BEGIN RECORD EXCERPTS
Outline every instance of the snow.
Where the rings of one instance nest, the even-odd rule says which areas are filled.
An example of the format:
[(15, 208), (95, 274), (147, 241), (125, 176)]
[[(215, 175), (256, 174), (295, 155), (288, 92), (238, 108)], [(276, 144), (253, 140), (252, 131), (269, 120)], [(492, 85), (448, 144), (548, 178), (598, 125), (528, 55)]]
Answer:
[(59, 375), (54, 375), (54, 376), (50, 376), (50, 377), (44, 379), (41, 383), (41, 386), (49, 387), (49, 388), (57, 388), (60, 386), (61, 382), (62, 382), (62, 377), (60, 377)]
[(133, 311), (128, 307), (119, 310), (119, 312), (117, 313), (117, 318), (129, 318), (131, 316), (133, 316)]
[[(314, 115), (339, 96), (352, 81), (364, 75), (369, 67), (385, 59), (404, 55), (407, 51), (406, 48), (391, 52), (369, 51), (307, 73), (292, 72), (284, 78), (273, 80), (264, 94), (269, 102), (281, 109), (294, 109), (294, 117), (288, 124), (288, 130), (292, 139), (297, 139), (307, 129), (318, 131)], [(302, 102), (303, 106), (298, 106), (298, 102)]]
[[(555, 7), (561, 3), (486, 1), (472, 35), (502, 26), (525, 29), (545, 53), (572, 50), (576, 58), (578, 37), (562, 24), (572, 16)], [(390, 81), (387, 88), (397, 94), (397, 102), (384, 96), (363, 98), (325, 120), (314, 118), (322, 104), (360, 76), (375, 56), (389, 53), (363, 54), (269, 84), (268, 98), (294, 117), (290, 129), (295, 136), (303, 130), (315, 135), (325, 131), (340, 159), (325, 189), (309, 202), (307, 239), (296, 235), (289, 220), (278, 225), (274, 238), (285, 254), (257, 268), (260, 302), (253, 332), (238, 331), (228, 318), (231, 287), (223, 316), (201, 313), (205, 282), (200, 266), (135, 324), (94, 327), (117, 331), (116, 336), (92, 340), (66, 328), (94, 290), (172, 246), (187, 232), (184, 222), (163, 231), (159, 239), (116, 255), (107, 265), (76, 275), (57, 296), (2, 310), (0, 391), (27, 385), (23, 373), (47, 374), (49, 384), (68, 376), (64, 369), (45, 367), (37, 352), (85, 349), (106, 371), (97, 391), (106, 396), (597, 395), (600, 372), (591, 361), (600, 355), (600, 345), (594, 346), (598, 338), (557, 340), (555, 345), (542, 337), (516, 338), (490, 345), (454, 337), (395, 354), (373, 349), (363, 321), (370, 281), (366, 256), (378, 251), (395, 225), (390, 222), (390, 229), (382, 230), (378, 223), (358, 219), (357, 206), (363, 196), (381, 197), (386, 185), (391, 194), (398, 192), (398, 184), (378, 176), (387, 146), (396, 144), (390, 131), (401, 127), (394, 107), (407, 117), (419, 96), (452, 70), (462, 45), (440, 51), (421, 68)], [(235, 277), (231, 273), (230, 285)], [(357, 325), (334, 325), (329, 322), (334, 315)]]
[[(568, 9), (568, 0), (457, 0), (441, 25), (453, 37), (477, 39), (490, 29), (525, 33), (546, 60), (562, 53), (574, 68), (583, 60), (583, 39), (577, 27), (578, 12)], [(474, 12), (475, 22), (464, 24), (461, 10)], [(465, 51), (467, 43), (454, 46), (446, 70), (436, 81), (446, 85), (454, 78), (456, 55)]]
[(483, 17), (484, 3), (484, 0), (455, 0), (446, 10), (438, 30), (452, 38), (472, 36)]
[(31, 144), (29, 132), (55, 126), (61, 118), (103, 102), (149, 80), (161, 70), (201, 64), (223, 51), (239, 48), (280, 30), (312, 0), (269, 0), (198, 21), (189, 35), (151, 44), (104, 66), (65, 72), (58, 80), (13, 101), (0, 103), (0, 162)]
END RECORD EXCERPTS
From the data above, copy each line exactly.

Outline every instance of the snow.
Where the rings of one instance nest, the even-odd rule says which areas are filled.
An example of the format:
[(15, 208), (95, 274), (147, 241), (125, 176)]
[[(215, 175), (256, 174), (295, 155), (288, 92), (238, 108)], [(276, 144), (253, 140), (252, 131), (269, 120)], [(492, 85), (448, 144), (548, 178), (598, 125), (528, 55)]]
Answer:
[(59, 375), (54, 375), (54, 376), (50, 376), (50, 377), (44, 379), (41, 383), (41, 386), (49, 387), (49, 388), (57, 388), (60, 386), (61, 382), (62, 382), (62, 377), (60, 377)]
[(133, 311), (128, 307), (119, 310), (119, 312), (117, 313), (117, 318), (129, 318), (131, 316), (133, 316)]
[[(314, 115), (339, 96), (352, 81), (364, 75), (369, 67), (385, 59), (404, 55), (407, 51), (406, 48), (391, 52), (369, 51), (307, 73), (292, 72), (284, 78), (273, 80), (264, 94), (269, 102), (281, 109), (294, 109), (294, 117), (288, 124), (288, 130), (292, 139), (297, 139), (307, 129), (318, 131)], [(302, 102), (303, 106), (298, 106), (298, 102)]]
[[(555, 7), (561, 3), (486, 1), (472, 35), (502, 26), (525, 29), (545, 53), (572, 50), (576, 58), (578, 37), (562, 24), (572, 16)], [(390, 81), (387, 88), (397, 94), (397, 102), (384, 96), (363, 98), (325, 120), (314, 118), (322, 104), (360, 76), (375, 56), (389, 53), (363, 54), (269, 84), (268, 98), (294, 117), (290, 129), (295, 136), (303, 130), (315, 135), (325, 131), (340, 159), (325, 189), (309, 202), (307, 239), (296, 235), (289, 220), (278, 225), (274, 238), (285, 254), (257, 268), (260, 302), (253, 332), (238, 331), (228, 318), (231, 287), (223, 316), (201, 313), (205, 282), (200, 266), (135, 324), (94, 327), (117, 331), (116, 336), (92, 340), (66, 328), (94, 290), (172, 246), (187, 232), (184, 222), (163, 231), (159, 239), (116, 255), (107, 265), (76, 275), (57, 296), (2, 310), (0, 391), (27, 385), (23, 373), (47, 374), (49, 384), (68, 376), (64, 369), (45, 367), (37, 352), (85, 349), (106, 371), (97, 391), (106, 396), (597, 395), (600, 372), (591, 361), (600, 355), (600, 345), (594, 346), (598, 338), (557, 340), (555, 345), (542, 337), (516, 338), (490, 345), (454, 337), (395, 354), (373, 349), (363, 321), (370, 281), (366, 256), (378, 251), (395, 225), (390, 222), (390, 229), (382, 230), (378, 223), (358, 219), (357, 206), (363, 196), (381, 197), (386, 185), (391, 194), (398, 192), (398, 184), (378, 176), (387, 146), (396, 144), (390, 131), (401, 127), (394, 107), (407, 117), (419, 96), (452, 70), (462, 45), (440, 51), (421, 68)], [(235, 277), (231, 273), (230, 285)], [(357, 325), (334, 325), (329, 322), (334, 315)]]
[[(568, 9), (568, 0), (457, 0), (441, 25), (453, 37), (477, 39), (490, 29), (525, 33), (546, 60), (562, 53), (574, 68), (583, 60), (583, 39), (577, 27), (578, 12)], [(474, 12), (475, 22), (464, 24), (461, 10)], [(465, 51), (467, 43), (454, 46), (446, 70), (436, 81), (446, 85), (454, 78), (456, 55)]]
[(483, 17), (484, 3), (484, 0), (455, 0), (446, 10), (438, 30), (452, 38), (472, 36)]
[(31, 144), (29, 132), (55, 126), (61, 118), (103, 102), (149, 80), (161, 70), (201, 64), (223, 51), (239, 48), (280, 30), (312, 0), (269, 0), (198, 21), (189, 35), (151, 44), (104, 66), (65, 72), (58, 80), (13, 101), (0, 103), (0, 162)]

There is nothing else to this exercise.